--- Begin INPUT ROWS ---

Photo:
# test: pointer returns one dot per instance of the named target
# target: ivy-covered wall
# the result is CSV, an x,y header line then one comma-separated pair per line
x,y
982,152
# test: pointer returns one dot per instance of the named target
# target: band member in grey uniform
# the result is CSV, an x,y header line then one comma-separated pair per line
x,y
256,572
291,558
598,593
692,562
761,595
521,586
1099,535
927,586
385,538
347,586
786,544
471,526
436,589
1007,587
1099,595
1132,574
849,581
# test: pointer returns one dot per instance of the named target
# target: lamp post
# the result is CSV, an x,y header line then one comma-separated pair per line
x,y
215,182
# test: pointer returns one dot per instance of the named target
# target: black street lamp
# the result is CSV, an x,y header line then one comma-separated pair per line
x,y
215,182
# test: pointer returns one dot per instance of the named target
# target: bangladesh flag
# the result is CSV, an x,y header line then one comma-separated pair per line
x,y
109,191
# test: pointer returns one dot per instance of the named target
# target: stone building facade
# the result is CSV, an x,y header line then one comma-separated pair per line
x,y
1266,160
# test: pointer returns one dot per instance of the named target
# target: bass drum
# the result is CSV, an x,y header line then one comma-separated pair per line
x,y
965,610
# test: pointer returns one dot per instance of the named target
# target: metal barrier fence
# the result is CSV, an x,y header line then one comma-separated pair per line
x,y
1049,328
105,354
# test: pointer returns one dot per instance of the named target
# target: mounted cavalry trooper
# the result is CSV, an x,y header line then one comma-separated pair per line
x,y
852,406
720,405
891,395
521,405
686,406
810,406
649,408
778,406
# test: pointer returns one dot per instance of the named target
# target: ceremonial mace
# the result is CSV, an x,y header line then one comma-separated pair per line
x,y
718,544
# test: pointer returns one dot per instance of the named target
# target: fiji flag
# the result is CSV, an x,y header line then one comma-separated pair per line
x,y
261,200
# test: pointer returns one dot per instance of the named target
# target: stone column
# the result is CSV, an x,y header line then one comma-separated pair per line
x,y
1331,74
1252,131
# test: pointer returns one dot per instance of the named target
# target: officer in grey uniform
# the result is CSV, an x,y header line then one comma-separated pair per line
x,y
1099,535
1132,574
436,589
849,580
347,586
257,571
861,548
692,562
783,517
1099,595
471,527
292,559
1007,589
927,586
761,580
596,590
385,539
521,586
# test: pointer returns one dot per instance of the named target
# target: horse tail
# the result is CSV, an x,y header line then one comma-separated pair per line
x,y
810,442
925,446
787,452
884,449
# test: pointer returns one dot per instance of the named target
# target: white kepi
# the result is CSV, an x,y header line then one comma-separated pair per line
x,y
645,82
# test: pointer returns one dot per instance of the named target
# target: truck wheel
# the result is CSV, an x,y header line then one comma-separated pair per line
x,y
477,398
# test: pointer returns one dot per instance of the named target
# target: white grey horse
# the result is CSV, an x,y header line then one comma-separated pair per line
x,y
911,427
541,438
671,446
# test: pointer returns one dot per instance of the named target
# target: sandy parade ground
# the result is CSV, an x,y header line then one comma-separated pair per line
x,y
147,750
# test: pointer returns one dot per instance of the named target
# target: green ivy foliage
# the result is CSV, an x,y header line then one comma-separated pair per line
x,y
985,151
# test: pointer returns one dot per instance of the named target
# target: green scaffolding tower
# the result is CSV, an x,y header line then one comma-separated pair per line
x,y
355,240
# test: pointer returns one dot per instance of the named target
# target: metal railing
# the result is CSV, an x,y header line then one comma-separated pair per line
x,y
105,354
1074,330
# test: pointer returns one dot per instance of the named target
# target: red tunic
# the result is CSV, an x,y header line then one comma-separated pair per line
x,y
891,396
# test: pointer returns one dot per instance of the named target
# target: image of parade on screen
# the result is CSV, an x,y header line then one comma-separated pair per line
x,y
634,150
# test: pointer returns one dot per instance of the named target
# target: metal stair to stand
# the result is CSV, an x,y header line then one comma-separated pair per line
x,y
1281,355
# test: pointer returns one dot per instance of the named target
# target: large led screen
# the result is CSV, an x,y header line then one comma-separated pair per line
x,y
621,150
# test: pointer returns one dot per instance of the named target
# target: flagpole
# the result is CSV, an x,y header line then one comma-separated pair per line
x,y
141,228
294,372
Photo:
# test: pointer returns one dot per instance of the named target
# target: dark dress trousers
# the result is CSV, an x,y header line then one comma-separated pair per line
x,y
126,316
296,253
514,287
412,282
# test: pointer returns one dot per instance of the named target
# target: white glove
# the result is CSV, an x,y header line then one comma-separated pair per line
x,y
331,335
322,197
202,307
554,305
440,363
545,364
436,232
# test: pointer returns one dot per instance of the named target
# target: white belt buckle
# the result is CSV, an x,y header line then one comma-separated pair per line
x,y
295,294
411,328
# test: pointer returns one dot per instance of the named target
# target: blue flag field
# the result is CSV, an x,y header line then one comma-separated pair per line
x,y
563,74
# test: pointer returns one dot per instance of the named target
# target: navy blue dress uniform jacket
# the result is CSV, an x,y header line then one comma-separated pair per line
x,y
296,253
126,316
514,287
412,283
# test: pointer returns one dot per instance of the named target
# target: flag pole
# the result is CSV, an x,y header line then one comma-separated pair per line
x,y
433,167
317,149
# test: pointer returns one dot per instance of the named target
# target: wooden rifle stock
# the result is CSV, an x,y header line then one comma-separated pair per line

--- End INPUT ROWS ---

Print the material once more, exactly.

Photo:
# test: pointer returns one dot per instance of the named target
# target: ivy-covered wall
# the result is CSV, an x,y header line then one comma-separated pair per line
x,y
982,152
# test: pointer returns one dot per instance of the named target
# target: band member in grey uniform
# the result is CSV, an x,y header line then one comma-separated pair per line
x,y
256,572
291,558
598,593
692,562
761,595
521,586
1099,535
927,586
385,538
347,586
786,544
471,526
436,589
1007,587
1099,595
1132,574
849,581
# test: pointer returns one dot per instance of the named target
# target: lamp post
# the result is CSV, an x,y header line then one comma-separated pair per line
x,y
215,182
# test: pointer returns one dot per instance of the named target
# target: black street lamp
# the result is CSV, an x,y header line then one comma-separated pair per line
x,y
215,182
# test: pointer returns one dot per instance of the named target
# target: bangladesh flag
# the result is CSV, an x,y header line then one comma-separated pair per line
x,y
109,191
# test: pointer returns one dot per instance of the named target
# target: stone building facade
# the result is CSV, an x,y header line then one comma-separated pair per line
x,y
1266,160
# test: pointer returns one dot per instance of the named target
# target: bass drum
# the result is CSV, an x,y header line then one comma-separated pair per line
x,y
965,610
# test: pointer returns one dot per instance of the named target
# target: metal barrier fence
# the result is CSV, an x,y header line then one comma-separated pair per line
x,y
1049,328
105,354
# test: pointer returns one dot per instance of the named target
# target: mounted cavalry trooper
# the result is CSV, an x,y header line then one comma-separated pair per line
x,y
852,406
720,405
891,395
521,405
686,406
810,406
649,408
778,406
# test: pointer returns one dot per instance of the named target
# target: ceremonial mace
# the result is CSV, an x,y header line then one comma-separated pair per line
x,y
718,544
# test: pointer returns one dot per instance of the named target
# target: fiji flag
# the result is CSV, an x,y header line then one comma-separated pair per line
x,y
261,200
# test: pointer returns one dot per instance of the named target
# target: stone column
# the result is CSV, an x,y header line then one comma-separated pair per line
x,y
1331,74
1252,131
# test: pointer returns one dot per instance of the named target
# target: officer in grey uniform
# the result is CSV, an x,y header line then one comma-separated pair per line
x,y
1099,535
1132,574
436,589
849,580
347,586
257,571
861,548
692,562
783,517
1099,595
471,527
292,559
1007,589
927,586
761,580
596,590
385,539
521,586
# test: pointer returns one dot per instance of the named target
# target: horse tail
# the result is CSV, an x,y header line then one comma-separated pair per line
x,y
810,442
925,446
787,452
884,449
# test: pointer returns one dot per instance of the named target
# target: white kepi
# the result is CSV, an x,y header line then one comma-separated pair per line
x,y
645,82
# test: pointer returns one dot per instance of the named target
# target: truck wheel
# the result is CSV, an x,y header line then one comma-separated pair per line
x,y
477,398
# test: pointer returns one dot per instance of the named target
# target: white grey horse
# the result is CSV, an x,y header line then one comma-separated pair per line
x,y
911,427
541,438
671,446
# test: pointer returns one dot per instance of the named target
# target: sandy parade ground
# the result is CSV, an x,y header line then one comma-separated pair per line
x,y
147,750
# test: pointer returns one dot per instance of the named target
# target: green ivy foliage
# the result is CSV, an x,y header line then one comma-separated pair per line
x,y
985,151
# test: pointer returns one dot per instance of the named target
# target: green scaffolding tower
# the result is CSV, an x,y header line then one comma-separated pair per line
x,y
355,240
# test: pointer returns one dot per instance of the named target
# target: metal railing
# the result is CSV, an x,y header line then one comma-separated pair per line
x,y
105,354
1074,330
# test: pointer returns one dot per instance of the named target
# target: red tunic
# the result is CSV, an x,y header line then one comma-separated pair per line
x,y
891,396
# test: pointer returns one dot per instance of the named target
# target: image of parade on screen
# the result is CSV, an x,y header line then one comma-separated pair per line
x,y
634,150
# test: pointer returns one dot per instance of the named target
# target: metal stair to stand
# the result is CSV, an x,y header line then one comma-separated pair per line
x,y
1281,355
# test: pointer returns one dot per instance of the named target
# target: large led screen
# the result is CSV, an x,y header line then one comma-separated pair per line
x,y
621,150
# test: pointer returns one dot per instance of the named target
# target: flagpole
# the result is CSV, an x,y header line then one comma-separated pair per line
x,y
141,228
294,372
Photo:
# test: pointer returns one dot per instance of the named target
# target: dark dress trousers
# the result is CSV, an x,y header line then one comma-separated pair per line
x,y
126,316
296,253
514,287
412,282
# test: pointer returns one dot per instance of the named target
# target: white glove
# the result is CSV, an x,y header line then one comma-separated pair per line
x,y
331,335
322,197
202,307
554,305
440,363
545,364
436,232
# test: pointer returns one dot per instance of the named target
# target: white belt buckle
# the result is CSV, an x,y header line then one comma-separated pair per line
x,y
295,294
411,328
# test: pointer returns one dot per instance of the named target
# target: blue flag field
# the result is CSV, an x,y header line then one comma-separated pair per line
x,y
563,74
# test: pointer returns one dot per instance of the named target
# target: navy blue dress uniform jacket
# the result is CSV, an x,y header line then one comma-separated pair per line
x,y
296,253
126,316
514,287
412,283
# test: pointer returns one dot per instance of the named target
# target: flag pole
# the result is CSV, an x,y header line then one comma-separated pair per line
x,y
433,167
317,149
# test: pointer returns one dot per instance of the named target
# target: wooden rifle stock
# the result is CSV, an x,y header line then one comma-separated pair per line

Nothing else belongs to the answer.